Set task A:
Reproduce the dataset records verbatim, from their first line up to and including the line containing "xmin=43 ymin=16 xmax=55 ymax=26".

Source document:
----------------------------------------

The interview is in Italian and can be found at Musica Jazz’s Musica Jazz’s interview. An English version is provided here:

AA: “Could you tell us something about your musical and life background?”

SG: Well, basically, I grew up in the countryside in the Northern part of Jutland in an academic home with very little music. My mother nonetheless wanted us kids to ‘live full lives’ and sent me and my sisters off to piano lessons in the local music school. I caught on pretty early, but with very little music around me, I didn’t really get serious about it until my early high school years.
I was drummer for a while also and was made aware of jazz and improvisation by a drum teacher through a play-along tape. Improvising was highly interesting! But my initial reaction was not to seek out recordings of actual jazz music, rather I went to the back of the library and found books on jazz theory. I read all I could find and it was very alluring, this notion of freedom of expression under certain stylistic boundaries. Later on came actual recordings, but for me, the ideas and concepts very often precedes the sensory experience and to be honest, I took quite a while for me to be able to relate to the actual sound of jazz.

----------------------------------------

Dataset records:
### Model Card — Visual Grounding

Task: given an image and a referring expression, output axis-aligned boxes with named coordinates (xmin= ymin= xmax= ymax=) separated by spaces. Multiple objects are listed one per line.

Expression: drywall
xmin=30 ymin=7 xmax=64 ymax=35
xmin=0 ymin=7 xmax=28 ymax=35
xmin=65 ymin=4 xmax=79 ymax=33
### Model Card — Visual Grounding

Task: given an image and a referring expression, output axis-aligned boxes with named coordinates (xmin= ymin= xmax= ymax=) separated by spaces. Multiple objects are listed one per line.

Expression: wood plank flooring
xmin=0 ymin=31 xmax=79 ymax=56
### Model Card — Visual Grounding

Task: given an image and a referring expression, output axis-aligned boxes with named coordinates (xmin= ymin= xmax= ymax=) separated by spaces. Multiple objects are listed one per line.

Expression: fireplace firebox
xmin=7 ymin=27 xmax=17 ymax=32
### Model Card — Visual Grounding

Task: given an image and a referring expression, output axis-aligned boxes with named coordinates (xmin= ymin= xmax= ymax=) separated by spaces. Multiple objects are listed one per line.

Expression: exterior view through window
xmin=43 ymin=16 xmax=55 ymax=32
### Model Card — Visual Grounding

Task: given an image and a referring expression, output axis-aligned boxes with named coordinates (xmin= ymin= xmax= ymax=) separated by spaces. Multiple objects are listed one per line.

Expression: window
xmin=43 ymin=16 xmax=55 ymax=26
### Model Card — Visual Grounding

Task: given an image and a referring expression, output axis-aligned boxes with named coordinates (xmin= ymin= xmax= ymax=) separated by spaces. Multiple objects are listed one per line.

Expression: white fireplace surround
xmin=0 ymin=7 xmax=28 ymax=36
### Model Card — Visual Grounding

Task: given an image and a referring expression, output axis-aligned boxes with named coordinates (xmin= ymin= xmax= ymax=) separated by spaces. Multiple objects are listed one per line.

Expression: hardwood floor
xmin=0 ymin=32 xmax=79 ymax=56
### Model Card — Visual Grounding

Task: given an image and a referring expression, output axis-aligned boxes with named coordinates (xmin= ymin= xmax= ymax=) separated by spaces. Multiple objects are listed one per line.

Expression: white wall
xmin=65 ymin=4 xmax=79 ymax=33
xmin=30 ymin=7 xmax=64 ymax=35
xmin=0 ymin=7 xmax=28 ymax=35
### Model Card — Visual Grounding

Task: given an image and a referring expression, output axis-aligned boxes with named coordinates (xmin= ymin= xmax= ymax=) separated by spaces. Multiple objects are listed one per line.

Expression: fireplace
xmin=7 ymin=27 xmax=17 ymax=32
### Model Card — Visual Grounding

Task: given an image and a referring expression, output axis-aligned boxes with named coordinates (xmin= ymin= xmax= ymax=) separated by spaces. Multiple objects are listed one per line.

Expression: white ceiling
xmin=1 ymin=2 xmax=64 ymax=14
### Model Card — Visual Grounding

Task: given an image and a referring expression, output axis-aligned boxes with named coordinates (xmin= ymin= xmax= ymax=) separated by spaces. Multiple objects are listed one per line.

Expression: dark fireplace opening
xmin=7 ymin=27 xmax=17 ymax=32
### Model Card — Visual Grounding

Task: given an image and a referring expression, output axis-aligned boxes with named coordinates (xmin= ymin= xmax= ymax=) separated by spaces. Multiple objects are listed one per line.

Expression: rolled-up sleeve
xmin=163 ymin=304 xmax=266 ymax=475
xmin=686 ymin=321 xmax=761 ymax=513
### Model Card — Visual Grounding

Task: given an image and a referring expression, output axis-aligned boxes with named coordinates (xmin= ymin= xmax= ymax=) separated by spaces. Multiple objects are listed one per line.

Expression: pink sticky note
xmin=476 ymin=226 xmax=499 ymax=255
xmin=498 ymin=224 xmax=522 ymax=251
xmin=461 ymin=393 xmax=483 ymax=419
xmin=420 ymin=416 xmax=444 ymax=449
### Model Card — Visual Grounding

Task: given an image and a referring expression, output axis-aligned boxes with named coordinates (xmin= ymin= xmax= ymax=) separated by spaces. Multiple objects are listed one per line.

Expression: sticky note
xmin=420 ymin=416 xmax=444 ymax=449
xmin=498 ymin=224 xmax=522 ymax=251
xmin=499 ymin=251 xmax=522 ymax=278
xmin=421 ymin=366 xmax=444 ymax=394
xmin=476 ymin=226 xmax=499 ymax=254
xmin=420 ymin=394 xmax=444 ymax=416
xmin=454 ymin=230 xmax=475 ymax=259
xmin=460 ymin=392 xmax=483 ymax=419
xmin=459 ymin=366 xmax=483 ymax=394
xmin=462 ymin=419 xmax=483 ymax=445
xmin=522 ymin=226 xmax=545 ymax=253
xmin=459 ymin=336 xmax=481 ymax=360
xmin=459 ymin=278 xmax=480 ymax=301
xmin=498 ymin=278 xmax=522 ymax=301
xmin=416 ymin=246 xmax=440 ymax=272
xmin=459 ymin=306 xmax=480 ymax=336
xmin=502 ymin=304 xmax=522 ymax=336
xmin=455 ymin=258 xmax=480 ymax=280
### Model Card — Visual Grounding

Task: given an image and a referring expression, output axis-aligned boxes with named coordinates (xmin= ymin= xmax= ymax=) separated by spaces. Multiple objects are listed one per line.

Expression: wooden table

----------------------------------------

Set task B:
Quote the interview excerpt precisely, from "The interview is" up to and including "high school years.".

Reply A:
### Model Card — Visual Grounding

Task: given an image and a referring expression, output axis-aligned boxes with named coordinates (xmin= ymin= xmax= ymax=) separated by spaces. Multiple objects are listed one per line.

Expression: drywall
xmin=30 ymin=7 xmax=64 ymax=35
xmin=0 ymin=7 xmax=28 ymax=35
xmin=65 ymin=4 xmax=79 ymax=33
### Model Card — Visual Grounding

Task: given an image and a referring expression, output axis-aligned boxes with named coordinates (xmin= ymin= xmax= ymax=) separated by spaces. Multiple objects are listed one per line.

Expression: wood plank flooring
xmin=0 ymin=31 xmax=79 ymax=56
### Model Card — Visual Grounding

Task: given an image and a referring expression, output axis-aligned boxes with named coordinates (xmin= ymin= xmax= ymax=) separated by spaces. Multiple objects are listed one per line.

Expression: fireplace firebox
xmin=7 ymin=27 xmax=17 ymax=32
### Model Card — Visual Grounding

Task: given an image and a referring expression, output axis-aligned boxes with named coordinates (xmin= ymin= xmax= ymax=) separated by spaces. Multiple objects are listed one per line.

Expression: exterior view through window
xmin=43 ymin=16 xmax=55 ymax=32
### Model Card — Visual Grounding

Task: given an image and a referring expression, output axis-aligned boxes with named coordinates (xmin= ymin= xmax= ymax=) separated by spaces. Multiple objects are listed one per line.

Expression: window
xmin=43 ymin=16 xmax=55 ymax=26

Reply B:
The interview is in Italian and can be found at Musica Jazz’s Musica Jazz’s interview. An English version is provided here:

AA: “Could you tell us something about your musical and life background?”

SG: Well, basically, I grew up in the countryside in the Northern part of Jutland in an academic home with very little music. My mother nonetheless wanted us kids to ‘live full lives’ and sent me and my sisters off to piano lessons in the local music school. I caught on pretty early, but with very little music around me, I didn’t really get serious about it until my early high school years.